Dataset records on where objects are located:
======

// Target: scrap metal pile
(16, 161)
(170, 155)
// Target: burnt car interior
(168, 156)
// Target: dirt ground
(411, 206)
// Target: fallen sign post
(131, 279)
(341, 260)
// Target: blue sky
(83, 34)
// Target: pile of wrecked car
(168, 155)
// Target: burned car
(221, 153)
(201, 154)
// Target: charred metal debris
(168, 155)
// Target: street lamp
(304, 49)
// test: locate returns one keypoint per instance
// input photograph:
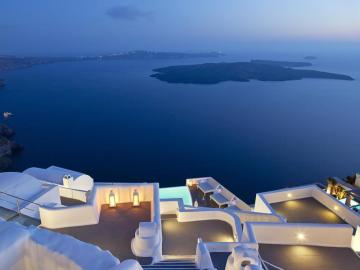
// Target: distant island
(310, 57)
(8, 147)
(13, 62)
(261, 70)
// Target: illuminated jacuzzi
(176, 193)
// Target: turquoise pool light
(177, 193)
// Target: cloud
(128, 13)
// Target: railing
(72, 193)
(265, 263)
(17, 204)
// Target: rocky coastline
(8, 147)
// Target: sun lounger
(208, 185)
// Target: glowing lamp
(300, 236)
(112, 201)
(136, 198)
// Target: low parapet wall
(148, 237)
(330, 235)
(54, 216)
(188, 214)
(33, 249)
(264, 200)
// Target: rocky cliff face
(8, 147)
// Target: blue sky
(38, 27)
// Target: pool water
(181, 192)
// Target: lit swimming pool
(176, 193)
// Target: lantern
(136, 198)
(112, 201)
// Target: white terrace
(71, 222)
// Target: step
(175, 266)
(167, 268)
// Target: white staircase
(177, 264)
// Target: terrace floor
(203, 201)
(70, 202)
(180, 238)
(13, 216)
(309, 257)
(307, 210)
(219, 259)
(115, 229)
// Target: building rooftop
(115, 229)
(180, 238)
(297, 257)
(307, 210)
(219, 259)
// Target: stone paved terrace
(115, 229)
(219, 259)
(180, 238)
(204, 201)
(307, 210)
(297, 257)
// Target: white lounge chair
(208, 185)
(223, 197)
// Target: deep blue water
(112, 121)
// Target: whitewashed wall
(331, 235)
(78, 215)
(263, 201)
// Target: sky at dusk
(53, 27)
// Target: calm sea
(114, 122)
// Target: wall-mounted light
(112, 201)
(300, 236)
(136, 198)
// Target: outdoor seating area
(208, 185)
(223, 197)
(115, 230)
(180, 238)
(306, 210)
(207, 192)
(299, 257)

======

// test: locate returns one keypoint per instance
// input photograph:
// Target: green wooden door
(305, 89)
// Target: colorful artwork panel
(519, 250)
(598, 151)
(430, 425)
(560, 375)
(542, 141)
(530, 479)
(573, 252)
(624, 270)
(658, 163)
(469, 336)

======

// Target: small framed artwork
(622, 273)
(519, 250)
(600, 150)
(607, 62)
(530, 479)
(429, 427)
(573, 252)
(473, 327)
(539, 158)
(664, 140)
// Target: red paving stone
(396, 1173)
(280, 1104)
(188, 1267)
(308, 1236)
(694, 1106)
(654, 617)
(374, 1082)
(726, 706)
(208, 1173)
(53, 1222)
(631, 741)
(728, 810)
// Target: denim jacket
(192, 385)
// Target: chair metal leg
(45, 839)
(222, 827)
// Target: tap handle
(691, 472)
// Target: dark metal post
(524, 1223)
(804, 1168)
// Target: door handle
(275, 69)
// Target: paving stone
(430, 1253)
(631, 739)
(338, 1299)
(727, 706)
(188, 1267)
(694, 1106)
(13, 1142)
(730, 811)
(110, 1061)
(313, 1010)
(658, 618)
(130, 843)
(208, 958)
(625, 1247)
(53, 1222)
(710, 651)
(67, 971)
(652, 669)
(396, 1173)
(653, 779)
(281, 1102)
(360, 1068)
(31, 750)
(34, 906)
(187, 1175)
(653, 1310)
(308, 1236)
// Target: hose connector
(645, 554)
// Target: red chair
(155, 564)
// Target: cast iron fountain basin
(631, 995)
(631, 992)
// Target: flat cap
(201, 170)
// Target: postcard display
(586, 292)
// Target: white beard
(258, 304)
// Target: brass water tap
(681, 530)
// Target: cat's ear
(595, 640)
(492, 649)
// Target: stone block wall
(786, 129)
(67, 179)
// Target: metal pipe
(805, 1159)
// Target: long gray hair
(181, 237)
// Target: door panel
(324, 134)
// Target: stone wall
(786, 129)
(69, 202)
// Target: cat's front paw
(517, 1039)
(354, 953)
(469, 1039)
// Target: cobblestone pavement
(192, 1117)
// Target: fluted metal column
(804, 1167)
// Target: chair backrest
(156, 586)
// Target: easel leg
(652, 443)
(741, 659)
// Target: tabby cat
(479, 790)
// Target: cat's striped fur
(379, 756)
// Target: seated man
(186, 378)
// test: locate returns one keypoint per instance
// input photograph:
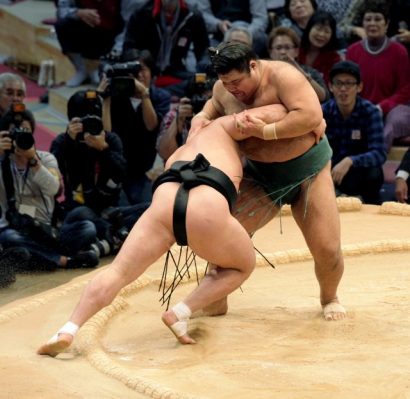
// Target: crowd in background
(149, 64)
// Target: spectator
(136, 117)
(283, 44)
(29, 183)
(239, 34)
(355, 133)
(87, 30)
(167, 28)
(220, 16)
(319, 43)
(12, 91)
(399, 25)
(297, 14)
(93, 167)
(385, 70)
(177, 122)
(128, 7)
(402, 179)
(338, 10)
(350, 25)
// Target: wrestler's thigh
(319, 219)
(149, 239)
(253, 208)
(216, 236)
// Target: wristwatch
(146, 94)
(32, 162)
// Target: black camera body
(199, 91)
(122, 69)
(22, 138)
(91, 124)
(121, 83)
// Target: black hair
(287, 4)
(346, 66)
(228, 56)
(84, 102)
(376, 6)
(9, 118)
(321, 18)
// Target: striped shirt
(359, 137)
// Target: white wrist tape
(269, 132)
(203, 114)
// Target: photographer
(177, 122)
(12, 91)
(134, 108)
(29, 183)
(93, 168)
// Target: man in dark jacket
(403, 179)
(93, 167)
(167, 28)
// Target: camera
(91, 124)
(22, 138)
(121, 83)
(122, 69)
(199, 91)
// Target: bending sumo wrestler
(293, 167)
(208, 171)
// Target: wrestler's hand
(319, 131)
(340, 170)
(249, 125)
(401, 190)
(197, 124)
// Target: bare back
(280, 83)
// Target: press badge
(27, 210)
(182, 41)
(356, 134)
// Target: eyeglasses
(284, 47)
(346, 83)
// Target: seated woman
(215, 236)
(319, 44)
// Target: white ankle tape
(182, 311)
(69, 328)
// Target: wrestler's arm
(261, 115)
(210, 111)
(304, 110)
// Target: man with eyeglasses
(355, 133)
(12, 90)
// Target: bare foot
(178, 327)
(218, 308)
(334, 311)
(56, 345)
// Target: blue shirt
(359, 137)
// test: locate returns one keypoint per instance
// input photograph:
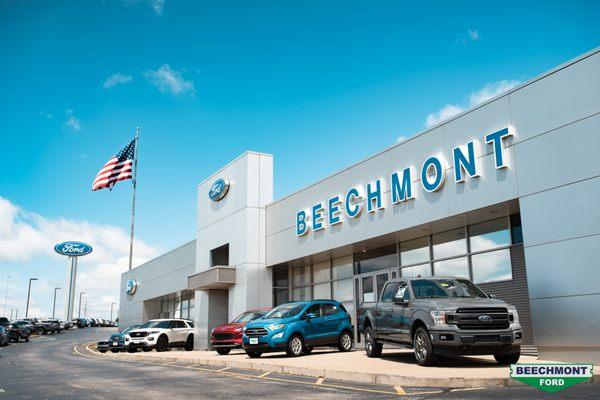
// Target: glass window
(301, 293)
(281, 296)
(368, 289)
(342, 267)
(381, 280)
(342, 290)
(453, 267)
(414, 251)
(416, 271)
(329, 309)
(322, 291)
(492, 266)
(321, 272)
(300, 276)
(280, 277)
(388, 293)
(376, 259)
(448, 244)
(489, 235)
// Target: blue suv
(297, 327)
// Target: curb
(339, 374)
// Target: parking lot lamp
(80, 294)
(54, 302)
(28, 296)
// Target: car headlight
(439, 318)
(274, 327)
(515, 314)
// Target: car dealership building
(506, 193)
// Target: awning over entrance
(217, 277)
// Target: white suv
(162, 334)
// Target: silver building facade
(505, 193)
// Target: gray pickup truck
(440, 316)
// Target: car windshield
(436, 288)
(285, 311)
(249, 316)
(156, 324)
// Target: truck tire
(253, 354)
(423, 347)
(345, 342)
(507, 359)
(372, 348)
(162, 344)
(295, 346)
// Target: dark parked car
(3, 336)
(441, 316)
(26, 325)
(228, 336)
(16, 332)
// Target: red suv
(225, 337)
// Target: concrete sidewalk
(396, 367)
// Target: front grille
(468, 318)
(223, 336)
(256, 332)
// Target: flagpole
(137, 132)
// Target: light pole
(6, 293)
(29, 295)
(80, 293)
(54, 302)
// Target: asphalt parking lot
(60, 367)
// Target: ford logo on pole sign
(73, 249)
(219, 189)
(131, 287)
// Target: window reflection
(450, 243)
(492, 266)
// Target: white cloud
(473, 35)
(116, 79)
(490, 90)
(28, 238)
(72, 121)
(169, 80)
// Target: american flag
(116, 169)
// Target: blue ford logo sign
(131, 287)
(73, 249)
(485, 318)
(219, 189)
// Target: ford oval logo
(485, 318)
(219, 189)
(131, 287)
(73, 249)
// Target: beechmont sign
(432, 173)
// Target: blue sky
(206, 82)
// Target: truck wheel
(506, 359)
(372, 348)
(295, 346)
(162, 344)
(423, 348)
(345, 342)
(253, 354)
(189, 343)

======

Exercise details: Count the lines above that contain the string "water" and reply with only that number.

Exercise output: 3